**Given instruction:** Copy out the following material line for line, changing nothing.

Region annotation items:

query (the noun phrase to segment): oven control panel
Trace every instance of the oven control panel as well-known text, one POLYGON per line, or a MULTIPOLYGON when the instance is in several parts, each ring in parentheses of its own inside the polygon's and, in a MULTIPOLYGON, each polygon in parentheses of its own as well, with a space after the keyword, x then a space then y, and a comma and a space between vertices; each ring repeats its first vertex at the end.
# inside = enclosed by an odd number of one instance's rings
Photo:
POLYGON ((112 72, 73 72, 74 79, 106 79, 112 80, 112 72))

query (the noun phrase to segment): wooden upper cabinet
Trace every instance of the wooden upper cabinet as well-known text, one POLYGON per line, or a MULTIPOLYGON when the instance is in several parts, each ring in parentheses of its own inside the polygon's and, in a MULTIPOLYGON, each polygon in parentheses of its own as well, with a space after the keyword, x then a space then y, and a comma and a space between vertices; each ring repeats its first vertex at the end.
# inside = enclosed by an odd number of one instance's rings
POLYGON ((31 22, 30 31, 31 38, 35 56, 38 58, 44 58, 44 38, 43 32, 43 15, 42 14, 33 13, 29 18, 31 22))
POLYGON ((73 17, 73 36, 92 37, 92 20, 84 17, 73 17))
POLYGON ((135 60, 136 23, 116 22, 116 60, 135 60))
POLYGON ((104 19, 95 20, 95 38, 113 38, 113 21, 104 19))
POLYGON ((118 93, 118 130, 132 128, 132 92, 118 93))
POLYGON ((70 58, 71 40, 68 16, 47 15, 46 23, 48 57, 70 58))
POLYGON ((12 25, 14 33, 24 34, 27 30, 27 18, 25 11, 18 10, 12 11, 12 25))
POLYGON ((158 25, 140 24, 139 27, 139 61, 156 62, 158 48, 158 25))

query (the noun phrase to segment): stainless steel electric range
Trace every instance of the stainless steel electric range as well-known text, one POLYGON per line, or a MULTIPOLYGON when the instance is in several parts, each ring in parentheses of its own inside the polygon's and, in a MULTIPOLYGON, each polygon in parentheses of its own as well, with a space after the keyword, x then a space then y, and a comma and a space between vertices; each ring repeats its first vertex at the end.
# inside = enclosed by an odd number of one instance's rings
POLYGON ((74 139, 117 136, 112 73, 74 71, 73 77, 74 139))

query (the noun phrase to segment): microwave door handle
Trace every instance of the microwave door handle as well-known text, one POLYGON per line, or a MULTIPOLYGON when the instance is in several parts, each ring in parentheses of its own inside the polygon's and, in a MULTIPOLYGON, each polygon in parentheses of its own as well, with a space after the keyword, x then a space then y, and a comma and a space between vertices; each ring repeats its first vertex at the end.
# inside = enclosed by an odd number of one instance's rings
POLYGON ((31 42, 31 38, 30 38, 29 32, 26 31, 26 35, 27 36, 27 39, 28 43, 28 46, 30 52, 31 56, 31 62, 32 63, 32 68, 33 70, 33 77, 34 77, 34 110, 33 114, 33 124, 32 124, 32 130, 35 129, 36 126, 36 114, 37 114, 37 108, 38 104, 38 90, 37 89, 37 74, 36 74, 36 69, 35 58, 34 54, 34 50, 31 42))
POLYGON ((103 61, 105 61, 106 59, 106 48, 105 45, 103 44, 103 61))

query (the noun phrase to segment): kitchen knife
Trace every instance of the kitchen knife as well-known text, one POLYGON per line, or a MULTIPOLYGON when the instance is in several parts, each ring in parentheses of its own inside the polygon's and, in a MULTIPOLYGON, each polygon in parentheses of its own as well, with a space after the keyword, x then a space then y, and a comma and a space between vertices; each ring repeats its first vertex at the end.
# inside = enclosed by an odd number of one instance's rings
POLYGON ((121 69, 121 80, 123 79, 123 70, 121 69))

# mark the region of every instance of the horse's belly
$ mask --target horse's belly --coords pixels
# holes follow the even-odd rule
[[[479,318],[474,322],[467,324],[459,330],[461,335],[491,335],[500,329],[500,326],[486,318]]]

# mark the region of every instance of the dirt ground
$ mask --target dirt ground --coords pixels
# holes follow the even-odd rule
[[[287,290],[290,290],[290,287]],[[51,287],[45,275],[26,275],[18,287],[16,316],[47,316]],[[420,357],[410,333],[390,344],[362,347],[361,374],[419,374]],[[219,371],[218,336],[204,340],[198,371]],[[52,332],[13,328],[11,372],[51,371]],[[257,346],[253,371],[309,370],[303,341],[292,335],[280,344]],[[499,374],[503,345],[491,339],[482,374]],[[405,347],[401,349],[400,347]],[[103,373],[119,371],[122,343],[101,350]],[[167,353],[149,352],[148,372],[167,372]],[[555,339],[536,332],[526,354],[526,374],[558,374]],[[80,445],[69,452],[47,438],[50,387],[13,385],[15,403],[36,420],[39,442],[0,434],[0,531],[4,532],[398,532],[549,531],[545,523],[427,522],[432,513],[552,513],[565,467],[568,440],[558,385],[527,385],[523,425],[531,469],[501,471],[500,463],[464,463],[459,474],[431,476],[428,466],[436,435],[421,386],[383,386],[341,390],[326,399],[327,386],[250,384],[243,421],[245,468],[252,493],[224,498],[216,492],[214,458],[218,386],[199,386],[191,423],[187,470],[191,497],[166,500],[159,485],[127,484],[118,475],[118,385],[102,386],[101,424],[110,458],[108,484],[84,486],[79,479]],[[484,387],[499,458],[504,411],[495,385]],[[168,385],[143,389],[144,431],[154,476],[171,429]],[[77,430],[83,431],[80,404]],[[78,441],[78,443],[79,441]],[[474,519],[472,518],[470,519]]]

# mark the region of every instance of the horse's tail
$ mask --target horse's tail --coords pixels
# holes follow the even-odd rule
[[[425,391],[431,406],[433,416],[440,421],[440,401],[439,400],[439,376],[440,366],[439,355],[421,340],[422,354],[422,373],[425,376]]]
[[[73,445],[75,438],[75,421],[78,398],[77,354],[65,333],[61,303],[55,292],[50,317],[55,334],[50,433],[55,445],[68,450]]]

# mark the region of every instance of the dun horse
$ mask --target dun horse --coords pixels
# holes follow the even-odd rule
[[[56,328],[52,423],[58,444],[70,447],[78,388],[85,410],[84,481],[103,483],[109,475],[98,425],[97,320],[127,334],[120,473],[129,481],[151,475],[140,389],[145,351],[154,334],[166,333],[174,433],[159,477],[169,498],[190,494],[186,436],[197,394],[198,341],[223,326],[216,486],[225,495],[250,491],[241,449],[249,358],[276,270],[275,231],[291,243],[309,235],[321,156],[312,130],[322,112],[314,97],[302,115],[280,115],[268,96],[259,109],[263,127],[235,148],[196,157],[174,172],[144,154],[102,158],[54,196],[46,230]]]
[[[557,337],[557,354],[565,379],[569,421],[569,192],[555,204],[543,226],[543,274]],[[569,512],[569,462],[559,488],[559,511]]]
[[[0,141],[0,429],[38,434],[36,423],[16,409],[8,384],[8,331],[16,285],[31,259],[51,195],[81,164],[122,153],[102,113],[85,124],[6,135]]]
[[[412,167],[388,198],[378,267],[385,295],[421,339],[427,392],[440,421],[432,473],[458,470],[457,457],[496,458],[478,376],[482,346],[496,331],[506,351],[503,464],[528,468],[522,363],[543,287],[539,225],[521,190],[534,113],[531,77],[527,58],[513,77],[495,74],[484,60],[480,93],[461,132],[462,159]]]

**The reply:**
query (the noun phrase to segment): oven control panel
Trace every instance of the oven control panel as well-known text, one POLYGON per line, or a MULTIPOLYGON when the instance is in several parts, each ring in parentheses of its own inside the polygon's and, in a MULTIPOLYGON, each polygon in parentheses of its own as well, with a space after the keyword, x then a space then y, and a comma and a space between vertices; each ring repeats its first vertex at the end.
# inside = enclosed by an odd number of one instance's rings
Photo:
POLYGON ((112 72, 73 72, 74 79, 106 79, 112 80, 112 72))

query (the noun phrase to segment): wooden upper cabinet
Trace every instance of the wooden upper cabinet as well-known text, one POLYGON per line, or a MULTIPOLYGON when the instance is in several parts, each ring in parentheses of its own inside the polygon's and, in a MULTIPOLYGON, each polygon in parentheses of its own as well, with a space after the keyword, x then a space then y, and a comma and a space between vertices; each ring repeats its first vertex at the end.
# inside = enclosed by an odd number of one instance's rings
POLYGON ((31 22, 30 31, 31 38, 35 56, 38 58, 44 58, 44 38, 43 32, 43 15, 42 14, 33 13, 29 18, 31 22))
POLYGON ((73 17, 73 36, 92 37, 92 20, 84 17, 73 17))
POLYGON ((135 60, 136 23, 116 22, 116 60, 135 60))
POLYGON ((104 19, 95 20, 95 38, 113 38, 113 21, 104 19))
POLYGON ((118 93, 118 130, 132 128, 132 92, 118 93))
POLYGON ((70 58, 71 40, 68 16, 47 15, 46 23, 48 57, 70 58))
POLYGON ((12 25, 14 33, 24 34, 27 30, 27 18, 25 11, 18 10, 12 11, 12 25))
POLYGON ((158 25, 140 24, 139 27, 139 61, 156 62, 158 48, 158 25))

query (the noun phrase to segment): stainless steel electric range
Trace every instance of the stainless steel electric range as well-known text, one POLYGON per line, or a MULTIPOLYGON when the instance is in several parts, each ring in parentheses of its own inside the polygon's and, in a MULTIPOLYGON, each polygon in parentheses of its own as well, with a space after the keyword, x then a space then y, and a comma and a space between vertices; each ring repeats its first vertex at the end.
# inside = enclosed by an odd number of one instance's rings
POLYGON ((74 139, 117 136, 112 73, 74 71, 73 77, 74 139))

query (the noun phrase to segment): microwave door handle
Trace every instance of the microwave door handle as well-known text, one POLYGON per line, or a MULTIPOLYGON when the instance is in several parts, each ring in parentheses of its own inside the polygon's and, in a MULTIPOLYGON, each polygon in parentheses of its own as well, with a space after the keyword, x then a space then y, and a comma and a space between vertices; each ring repeats its first vertex at the end.
# inside = enclosed by an odd number of one instance's rings
POLYGON ((31 42, 31 38, 30 38, 29 32, 26 31, 26 35, 27 36, 27 39, 28 43, 28 46, 30 52, 31 56, 31 62, 32 63, 32 68, 33 70, 33 77, 34 77, 34 110, 33 114, 33 124, 32 124, 32 130, 35 129, 36 126, 36 114, 37 114, 37 108, 38 104, 38 90, 37 89, 37 74, 36 74, 36 69, 35 58, 34 54, 34 50, 31 42))
POLYGON ((103 61, 105 61, 106 59, 106 48, 105 45, 103 44, 103 61))

query (the noun phrase to segment): kitchen knife
Trace every instance of the kitchen knife as well-known text, one POLYGON per line, or a MULTIPOLYGON when the instance is in several parts, each ring in parentheses of its own inside the polygon's and, in a MULTIPOLYGON, each polygon in parentheses of its own as well, with a space after the keyword, x then a space then y, and a comma and a space between vertices; each ring repeats its first vertex at the end.
# inside = enclosed by an odd number of one instance's rings
POLYGON ((121 69, 121 80, 123 79, 123 70, 121 69))

# mark the region of every instance of the horse's belly
$ mask --target horse's belly --coords pixels
# holes follow the even-odd rule
[[[479,318],[474,322],[467,324],[459,330],[461,335],[491,335],[500,329],[500,326],[486,318]]]

# mark the region of every instance of the dirt ground
$ mask --target dirt ground --coords pixels
# holes follow the even-odd rule
[[[287,290],[290,290],[290,287]],[[51,287],[45,275],[26,275],[18,287],[16,316],[47,316]],[[420,357],[410,333],[390,344],[362,347],[361,374],[419,374]],[[219,371],[218,336],[204,340],[198,371]],[[52,332],[13,328],[11,372],[51,371]],[[257,346],[253,371],[309,370],[303,341],[292,335],[280,344]],[[499,374],[503,345],[491,339],[482,374]],[[405,347],[401,349],[400,347]],[[103,373],[119,371],[122,343],[101,350]],[[167,353],[149,352],[148,372],[167,372]],[[555,339],[536,332],[526,354],[526,374],[558,374]],[[80,445],[69,452],[47,438],[50,387],[13,385],[15,403],[36,420],[39,442],[0,434],[0,531],[4,532],[398,532],[549,531],[545,523],[427,522],[432,513],[552,513],[565,467],[568,440],[558,385],[527,385],[523,425],[531,469],[501,471],[500,463],[464,463],[459,474],[431,476],[428,466],[436,435],[421,386],[383,386],[341,390],[326,399],[327,386],[250,384],[243,421],[245,468],[252,493],[224,498],[216,492],[214,458],[218,386],[199,386],[191,423],[187,470],[191,497],[166,500],[159,485],[127,484],[118,475],[118,385],[102,386],[101,424],[110,458],[108,484],[84,486],[79,479]],[[484,387],[499,458],[504,411],[495,385]],[[168,385],[143,389],[144,431],[154,476],[171,429]],[[77,430],[83,431],[80,404]],[[78,441],[78,443],[79,441]],[[474,519],[472,518],[470,519]]]

# mark the region of every instance of the horse's tail
$ mask --target horse's tail --coords pixels
# holes follow the even-odd rule
[[[425,391],[431,406],[433,416],[440,421],[440,401],[439,400],[439,376],[440,366],[439,355],[421,340],[422,354],[422,373],[425,376]]]
[[[73,445],[75,438],[75,421],[78,398],[77,354],[65,333],[61,303],[55,292],[50,317],[55,334],[50,433],[55,445],[68,450]]]

# mark the region of every instance of the dun horse
$ mask --target dun horse --coords pixels
# holes follow the even-odd rule
[[[56,328],[52,423],[58,444],[70,447],[78,388],[85,410],[84,481],[103,483],[109,475],[98,425],[97,320],[127,334],[120,473],[129,481],[151,475],[140,389],[145,351],[154,334],[166,333],[174,433],[159,477],[169,498],[190,494],[186,436],[197,394],[198,341],[223,326],[216,486],[225,495],[250,491],[241,449],[249,358],[276,270],[275,231],[291,243],[309,235],[321,156],[312,130],[322,112],[314,97],[302,115],[280,115],[268,96],[259,109],[263,127],[235,148],[196,157],[174,172],[144,154],[102,158],[54,196],[46,230]]]
[[[557,337],[557,354],[565,379],[569,421],[569,192],[555,204],[543,226],[543,274]],[[569,512],[569,462],[559,488],[559,511]]]
[[[0,141],[0,429],[38,434],[36,423],[16,409],[8,384],[8,331],[16,285],[31,259],[51,195],[81,164],[122,153],[102,113],[85,124],[6,135]]]
[[[412,167],[388,198],[378,267],[385,295],[421,339],[427,392],[440,421],[432,473],[458,470],[457,457],[496,458],[478,376],[482,346],[496,331],[506,351],[503,464],[528,468],[522,363],[543,287],[539,225],[521,190],[534,113],[531,77],[527,58],[513,77],[495,74],[484,60],[480,93],[461,132],[462,159]]]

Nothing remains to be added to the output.